**Brief:**
Quote verbatim the lines of the items, starting at the very first line and ending at the line that contains "hole_rule: even-odd", with both of those lines included.

## START Data listing

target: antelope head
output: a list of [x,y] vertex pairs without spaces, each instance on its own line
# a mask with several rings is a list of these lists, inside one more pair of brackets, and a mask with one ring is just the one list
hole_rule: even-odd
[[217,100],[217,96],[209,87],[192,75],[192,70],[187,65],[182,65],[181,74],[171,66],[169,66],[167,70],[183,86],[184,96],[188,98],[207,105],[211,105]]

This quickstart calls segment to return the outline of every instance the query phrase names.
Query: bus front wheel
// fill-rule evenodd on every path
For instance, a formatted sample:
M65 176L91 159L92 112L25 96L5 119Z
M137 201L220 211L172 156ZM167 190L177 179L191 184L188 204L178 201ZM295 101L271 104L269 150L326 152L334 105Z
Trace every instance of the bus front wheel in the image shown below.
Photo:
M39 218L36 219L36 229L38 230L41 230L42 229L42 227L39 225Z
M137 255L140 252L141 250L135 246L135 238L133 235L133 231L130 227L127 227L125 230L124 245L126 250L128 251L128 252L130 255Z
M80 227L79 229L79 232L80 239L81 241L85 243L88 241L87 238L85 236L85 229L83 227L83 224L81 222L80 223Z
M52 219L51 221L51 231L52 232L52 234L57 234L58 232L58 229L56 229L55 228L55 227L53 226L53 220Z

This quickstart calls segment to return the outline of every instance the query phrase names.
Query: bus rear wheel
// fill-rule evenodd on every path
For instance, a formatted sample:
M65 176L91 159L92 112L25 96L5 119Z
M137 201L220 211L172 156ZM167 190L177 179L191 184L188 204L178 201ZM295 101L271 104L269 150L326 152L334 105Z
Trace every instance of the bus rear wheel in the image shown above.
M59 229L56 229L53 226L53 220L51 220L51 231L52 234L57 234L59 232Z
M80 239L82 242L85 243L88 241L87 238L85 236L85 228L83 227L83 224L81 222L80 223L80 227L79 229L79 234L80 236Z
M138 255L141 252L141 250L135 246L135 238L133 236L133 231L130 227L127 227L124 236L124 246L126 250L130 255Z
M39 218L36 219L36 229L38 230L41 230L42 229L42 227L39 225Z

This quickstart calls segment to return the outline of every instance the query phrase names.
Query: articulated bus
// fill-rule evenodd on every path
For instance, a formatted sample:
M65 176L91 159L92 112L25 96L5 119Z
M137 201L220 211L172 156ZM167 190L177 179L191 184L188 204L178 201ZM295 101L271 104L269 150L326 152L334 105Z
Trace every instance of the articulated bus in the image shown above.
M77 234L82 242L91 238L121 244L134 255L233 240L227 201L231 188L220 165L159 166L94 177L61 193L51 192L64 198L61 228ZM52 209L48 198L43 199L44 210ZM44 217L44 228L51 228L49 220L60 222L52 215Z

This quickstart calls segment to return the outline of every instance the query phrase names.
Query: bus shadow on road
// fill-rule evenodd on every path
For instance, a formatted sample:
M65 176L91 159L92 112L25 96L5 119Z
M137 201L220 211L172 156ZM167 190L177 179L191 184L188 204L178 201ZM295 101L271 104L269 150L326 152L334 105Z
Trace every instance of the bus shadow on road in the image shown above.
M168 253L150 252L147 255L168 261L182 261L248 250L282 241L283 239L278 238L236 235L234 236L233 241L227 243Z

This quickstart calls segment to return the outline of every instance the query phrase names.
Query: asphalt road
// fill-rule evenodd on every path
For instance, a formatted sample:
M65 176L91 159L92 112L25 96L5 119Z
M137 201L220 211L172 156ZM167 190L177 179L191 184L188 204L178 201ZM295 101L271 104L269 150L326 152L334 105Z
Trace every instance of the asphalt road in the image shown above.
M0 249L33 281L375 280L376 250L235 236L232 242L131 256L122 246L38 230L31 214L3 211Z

## END Data listing

**Result for this task:**
target: antelope head
output: a list of [x,y] vertex pairs without spaces, each instance on its own line
# a mask with several rings is a list of these lists, inside one more pair of brackets, and a mask with one ring is just the one list
hole_rule: even-odd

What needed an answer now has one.